After researching different pathfinding algorithms, I read that A* would be the most performance friendly pathfinding algorithm.

In A*, there are 3 important variables used. F, which is the total cost of the tile. G, which is the distance between the current tile and the start tile. H, which is the heuristic, which is the estimated distance from the current node to the end node.

The most important part of the A* algorithm is that we determine the total cost of a tile (f = G + H), so we can look at all our tiles, and determine if a specific tile is the best tile to move forward to.

Rather than running through every tile,
we can pick the one that have the best change of getting us to our goal.

A*

Dijkstra

Linked on Wikipedia, a great example is given to illustrate the difference between Dijkstra’s algorithm and the A* algorithm speed wise. Dijkstra’s algorithm does not use the calculated F value to determine the most likely fastest tile


▚ Technical understanding


Now to move on to more technical understanding,
I mostly understood how A* worked after watching Sebastian Lague his videos. One of the important things he explained, is that moving diagonal
should “cost"  more then moving straight.

To be able to use integers, or not use decimals, we use 14 for diagonal steps and 10 for straight steps.

Costs example:


In the next example, A is the start tile and B is the target tile.

Images from Sebastian Lague!

On the top left corner of each possible tile, the G cost is shown.
(the g cost shows how far away we are from our start point).
On the top right corner of each possible tile, the H cost is shown.
(The h cost is the distance to the target tile). The bigger, in the middle-positioned number is the F cost (which is the G cost + the H cost).

The tile where the mouse is positioned, has an G cost of 14 (1 diagonal step away from point A). And has a H cost of 28 (2 diagonal steps away from B). And of course, the F cost will be the G cost (14) + the H cost (28). Which results in a value of 42. The surrounding tile with the lowest F cost, is then used to check first when trying to find a path.

One of the things I learned while watching this example is, that even
though the tile where the mouse is positioned has the lowest F cost.

It does not necessarily mean it’s locked as the next best step. The algorithm just knows to look at the lowest F cost tile first, because it’s likely the best tile to pick for the shortest path.
════════
- [Exercise set]
A – Answer these questions about the A* pathfinding text, using what the text states:
(i) What does the G variable represent?
(ii) What integer cost is assigned to a diagonal step?
(iii) What F cost does the tile under the mouse have?
B – Switch "example" to "sample" in the rows from the line containing "task: outline the slate roof" down to the end of the rows, and reproduce those lines with nothing else altered.
════════
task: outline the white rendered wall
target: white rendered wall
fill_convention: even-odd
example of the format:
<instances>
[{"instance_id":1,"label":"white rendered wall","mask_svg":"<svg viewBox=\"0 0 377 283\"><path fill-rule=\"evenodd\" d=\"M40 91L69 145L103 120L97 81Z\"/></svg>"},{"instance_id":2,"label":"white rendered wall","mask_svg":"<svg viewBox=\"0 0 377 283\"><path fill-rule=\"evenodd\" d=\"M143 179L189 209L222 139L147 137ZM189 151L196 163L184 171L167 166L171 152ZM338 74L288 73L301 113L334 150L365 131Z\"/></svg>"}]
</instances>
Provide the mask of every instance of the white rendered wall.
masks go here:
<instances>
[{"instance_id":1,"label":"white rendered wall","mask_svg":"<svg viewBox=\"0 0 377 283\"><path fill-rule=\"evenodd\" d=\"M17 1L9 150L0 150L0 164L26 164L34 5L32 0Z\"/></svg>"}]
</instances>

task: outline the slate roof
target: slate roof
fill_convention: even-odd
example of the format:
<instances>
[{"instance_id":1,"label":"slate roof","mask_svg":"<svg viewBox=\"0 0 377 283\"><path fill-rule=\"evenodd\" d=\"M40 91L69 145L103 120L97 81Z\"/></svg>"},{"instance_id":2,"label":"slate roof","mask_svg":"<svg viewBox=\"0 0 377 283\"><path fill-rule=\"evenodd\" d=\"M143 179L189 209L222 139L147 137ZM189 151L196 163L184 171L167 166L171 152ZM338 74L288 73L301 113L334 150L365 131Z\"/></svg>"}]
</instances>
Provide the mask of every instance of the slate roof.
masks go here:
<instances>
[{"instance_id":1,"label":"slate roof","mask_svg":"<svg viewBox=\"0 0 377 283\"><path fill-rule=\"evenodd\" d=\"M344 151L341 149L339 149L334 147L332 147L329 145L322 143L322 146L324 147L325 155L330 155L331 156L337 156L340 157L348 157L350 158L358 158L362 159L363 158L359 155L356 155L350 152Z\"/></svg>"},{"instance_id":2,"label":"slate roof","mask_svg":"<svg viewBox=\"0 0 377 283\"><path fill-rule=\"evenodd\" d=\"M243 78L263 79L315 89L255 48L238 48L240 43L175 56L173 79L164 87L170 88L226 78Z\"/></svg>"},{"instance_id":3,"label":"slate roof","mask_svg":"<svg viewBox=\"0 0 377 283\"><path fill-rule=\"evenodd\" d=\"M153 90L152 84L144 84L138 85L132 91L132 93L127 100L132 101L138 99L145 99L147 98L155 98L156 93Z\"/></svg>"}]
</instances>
════════
- [Worked answers]
A –
(i) The distance between the current tile and the start tile.
(ii) 14.
(iii) 42.

B –
task: outline the slate roof
target: slate roof
fill_convention: even-odd
sample of the format:
<instances>
[{"instance_id":1,"label":"slate roof","mask_svg":"<svg viewBox=\"0 0 377 283\"><path fill-rule=\"evenodd\" d=\"M40 91L69 145L103 120L97 81Z\"/></svg>"},{"instance_id":2,"label":"slate roof","mask_svg":"<svg viewBox=\"0 0 377 283\"><path fill-rule=\"evenodd\" d=\"M143 179L189 209L222 139L147 137ZM189 151L196 163L184 171L167 166L171 152ZM338 74L288 73L301 113L334 150L365 131Z\"/></svg>"}]
</instances>
Provide the mask of every instance of the slate roof.
masks go here:
<instances>
[{"instance_id":1,"label":"slate roof","mask_svg":"<svg viewBox=\"0 0 377 283\"><path fill-rule=\"evenodd\" d=\"M344 151L341 149L339 149L334 147L332 147L329 145L322 143L322 146L324 147L325 155L330 155L331 156L337 156L340 157L348 157L350 158L358 158L362 159L363 158L359 155L356 155L350 152Z\"/></svg>"},{"instance_id":2,"label":"slate roof","mask_svg":"<svg viewBox=\"0 0 377 283\"><path fill-rule=\"evenodd\" d=\"M243 78L263 79L315 89L255 48L238 48L240 43L175 56L173 79L164 87L170 88L226 78Z\"/></svg>"},{"instance_id":3,"label":"slate roof","mask_svg":"<svg viewBox=\"0 0 377 283\"><path fill-rule=\"evenodd\" d=\"M153 90L152 84L144 84L138 85L132 91L132 93L127 100L132 101L138 99L145 99L147 98L155 98L156 93Z\"/></svg>"}]
</instances>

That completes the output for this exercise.